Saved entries
════
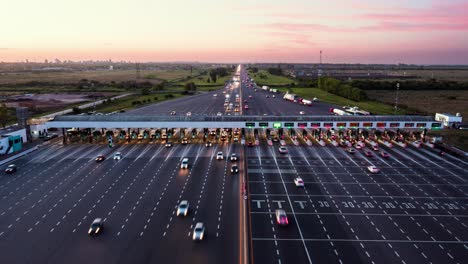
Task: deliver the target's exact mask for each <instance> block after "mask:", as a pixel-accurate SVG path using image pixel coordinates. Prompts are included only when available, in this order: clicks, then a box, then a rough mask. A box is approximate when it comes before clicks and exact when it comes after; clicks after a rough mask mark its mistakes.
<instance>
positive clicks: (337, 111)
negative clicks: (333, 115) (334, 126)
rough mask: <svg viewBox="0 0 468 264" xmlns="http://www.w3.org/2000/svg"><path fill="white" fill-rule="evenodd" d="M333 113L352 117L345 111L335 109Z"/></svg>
mask: <svg viewBox="0 0 468 264" xmlns="http://www.w3.org/2000/svg"><path fill="white" fill-rule="evenodd" d="M332 113H333V114H335V115H351V114H350V113H348V112H346V111H343V110H341V109H336V108H333V110H332Z"/></svg>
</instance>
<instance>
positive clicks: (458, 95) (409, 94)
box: [366, 90, 468, 118]
mask: <svg viewBox="0 0 468 264" xmlns="http://www.w3.org/2000/svg"><path fill="white" fill-rule="evenodd" d="M366 93H367V96H368V97H369V98H370V99H371V100H375V101H380V102H384V103H388V104H392V105H394V104H395V91H388V90H384V91H379V90H369V91H366ZM398 105H399V106H400V107H401V106H406V107H409V108H412V109H417V110H418V111H420V112H422V113H425V114H428V115H432V114H435V113H451V114H455V113H461V114H462V116H464V117H465V118H468V107H467V106H468V91H451V90H449V91H399V92H398Z"/></svg>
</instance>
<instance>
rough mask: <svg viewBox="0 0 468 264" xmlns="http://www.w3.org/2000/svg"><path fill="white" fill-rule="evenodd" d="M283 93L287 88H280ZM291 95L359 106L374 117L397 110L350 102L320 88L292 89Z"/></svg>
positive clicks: (388, 106)
mask: <svg viewBox="0 0 468 264" xmlns="http://www.w3.org/2000/svg"><path fill="white" fill-rule="evenodd" d="M279 90H280V91H282V92H287V91H288V89H287V88H279ZM291 90H292V91H291V93H294V94H297V95H298V96H300V97H303V98H307V99H312V98H314V97H317V98H318V99H319V100H320V101H322V102H326V103H331V104H336V105H339V106H344V105H349V106H358V107H359V108H361V109H363V110H366V111H369V112H371V113H372V114H374V115H393V114H395V109H394V108H393V107H392V106H391V105H387V104H384V103H379V102H375V101H362V102H355V101H353V100H348V99H347V98H344V97H341V96H338V95H334V94H331V93H328V92H326V91H323V90H320V89H318V88H292V89H291ZM397 114H399V115H400V114H403V115H404V114H406V112H405V111H404V110H399V111H398V112H397Z"/></svg>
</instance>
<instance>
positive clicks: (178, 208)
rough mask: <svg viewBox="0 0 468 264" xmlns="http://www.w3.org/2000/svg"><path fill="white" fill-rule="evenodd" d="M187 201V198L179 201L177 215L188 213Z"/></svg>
mask: <svg viewBox="0 0 468 264" xmlns="http://www.w3.org/2000/svg"><path fill="white" fill-rule="evenodd" d="M188 208H189V203H188V201H187V200H183V201H181V202H180V204H179V206H178V207H177V214H176V215H177V216H179V215H183V216H187V214H188Z"/></svg>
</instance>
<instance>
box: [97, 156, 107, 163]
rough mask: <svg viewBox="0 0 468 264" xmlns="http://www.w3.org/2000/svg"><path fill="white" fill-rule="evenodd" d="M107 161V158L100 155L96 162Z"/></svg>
mask: <svg viewBox="0 0 468 264" xmlns="http://www.w3.org/2000/svg"><path fill="white" fill-rule="evenodd" d="M105 159H106V157H105V156H104V155H99V156H97V157H96V162H101V161H103V160H105Z"/></svg>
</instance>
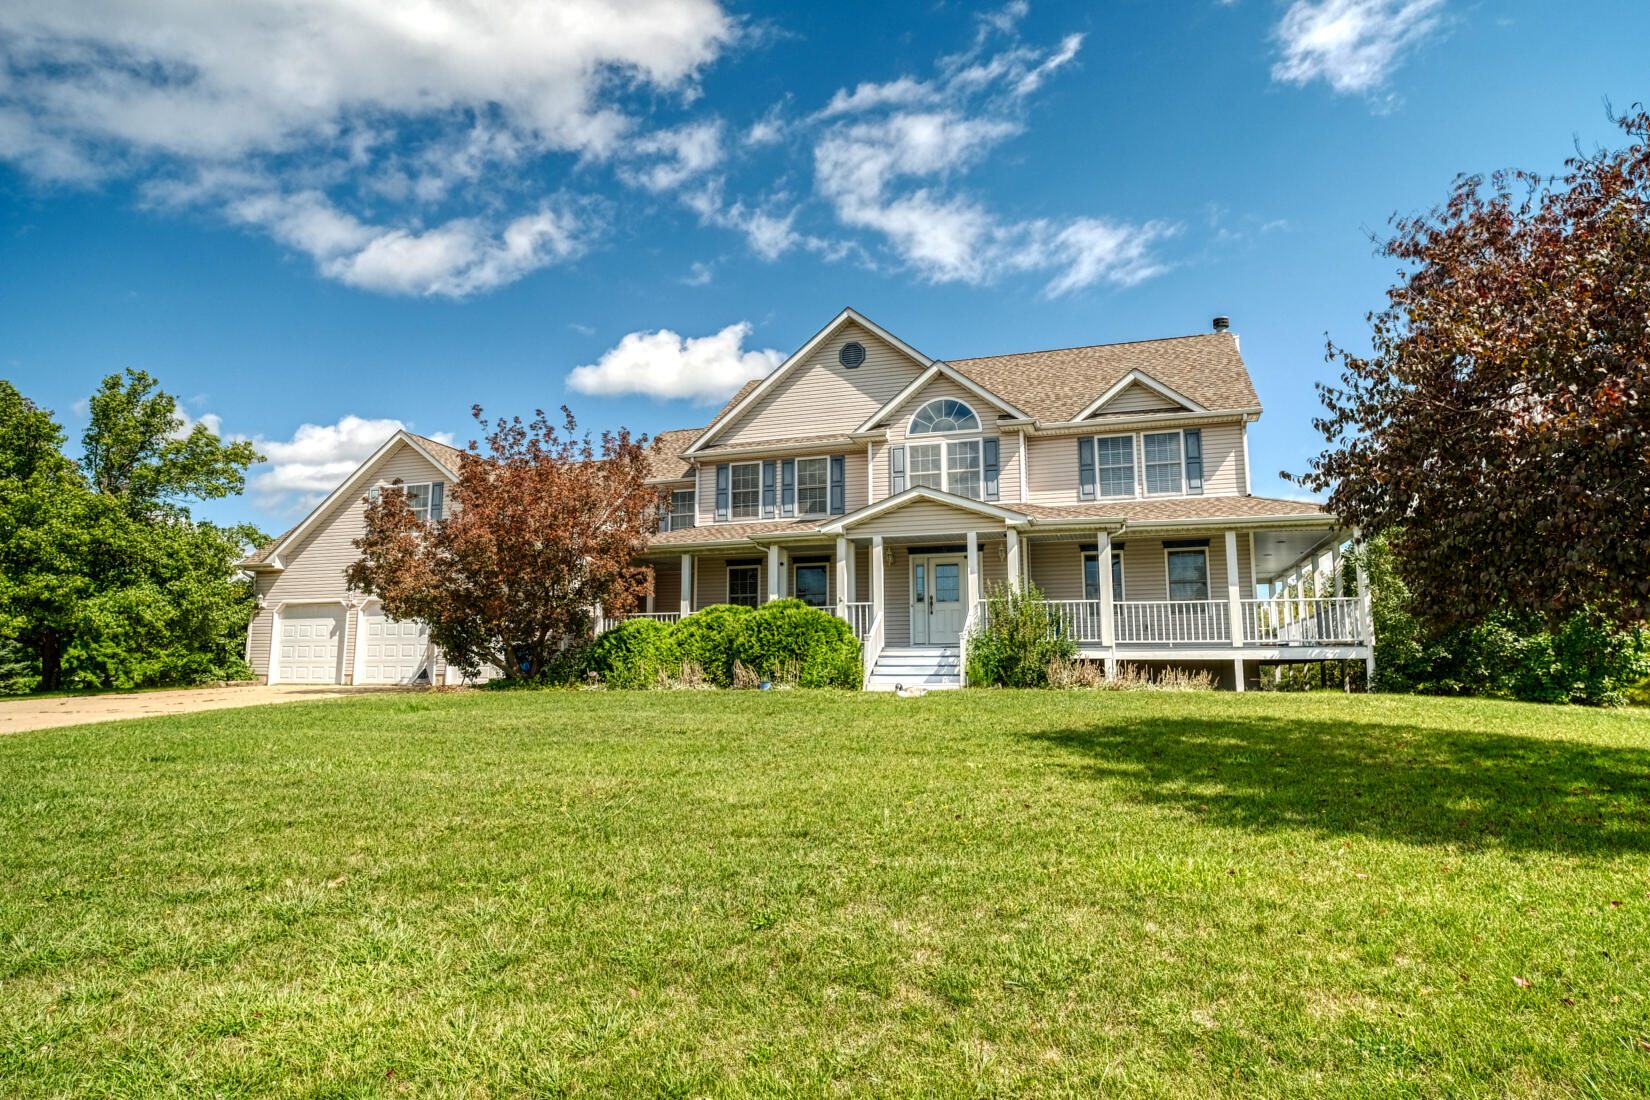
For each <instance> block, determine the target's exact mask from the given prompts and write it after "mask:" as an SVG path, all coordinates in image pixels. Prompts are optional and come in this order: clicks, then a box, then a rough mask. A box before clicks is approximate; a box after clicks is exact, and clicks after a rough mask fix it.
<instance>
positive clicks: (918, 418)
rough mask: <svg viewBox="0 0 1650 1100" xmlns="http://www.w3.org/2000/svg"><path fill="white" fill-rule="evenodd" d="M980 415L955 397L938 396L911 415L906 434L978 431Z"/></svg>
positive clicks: (910, 434) (967, 431) (928, 434)
mask: <svg viewBox="0 0 1650 1100" xmlns="http://www.w3.org/2000/svg"><path fill="white" fill-rule="evenodd" d="M978 430H980V417H978V416H975V412H973V409H970V407H969V406H965V404H964V402H960V401H957V399H955V397H939V399H937V401H929V402H927V404H926V406H922V407H921V409H917V412H916V416H912V417H911V429H909V430H907V432H906V434H907V435H931V434H936V432H978Z"/></svg>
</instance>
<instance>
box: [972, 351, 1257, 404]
mask: <svg viewBox="0 0 1650 1100" xmlns="http://www.w3.org/2000/svg"><path fill="white" fill-rule="evenodd" d="M945 363H947V364H949V366H952V368H955V369H957V371H962V373H964V374H967V376H969V378H972V379H973V381H977V383H980V384H982V386H985V388H987V389H990V391H992V393H995V394H998V396H1000V397H1003V399H1005V401H1008V402H1010V404H1015V406H1018V407H1020V409H1023V411H1025V412H1026V414H1028V416H1035V417H1039V419H1043V421H1054V422H1058V421H1069V419H1072V417H1076V416H1077V414H1079V412H1082V411H1084V409H1086V407H1087V406H1089V404H1092V402H1094V399H1096V397H1099V396H1101V394H1104V393H1105V391H1107V389H1110V388H1112V386H1114V384H1115V383H1117V381H1119V379H1120V378H1124V376H1125V374H1127V373H1129V371H1142V373H1143V374H1150V376H1152V378H1155V379H1157V381H1160V383H1163V384H1165V386H1168V388H1171V389H1175V391H1176V393H1181V394H1185V396H1188V397H1191V399H1193V401H1196V402H1198V404H1201V406H1203V407H1204V409H1251V407H1257V406H1259V404H1261V399H1259V397H1257V396H1256V393H1254V383H1251V381H1249V371H1247V369H1244V364H1242V356H1241V355H1239V353H1237V338H1236V336H1233V335H1231V333H1201V335H1196V336H1170V338H1167V340H1137V341H1134V343H1102V345H1092V346H1087V348H1058V350H1053V351H1025V353H1020V355H992V356H982V358H977V360H945Z"/></svg>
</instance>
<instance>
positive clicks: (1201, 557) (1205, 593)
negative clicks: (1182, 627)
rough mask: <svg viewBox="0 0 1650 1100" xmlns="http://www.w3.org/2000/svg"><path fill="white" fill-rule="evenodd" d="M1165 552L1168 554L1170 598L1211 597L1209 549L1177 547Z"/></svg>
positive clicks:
════
| Problem to solve |
Check each line of the data above, and please copy the ones in which the string "negative" occurs.

| Exercise answer |
negative clicks: (333, 115) (334, 126)
negative clicks: (1182, 627)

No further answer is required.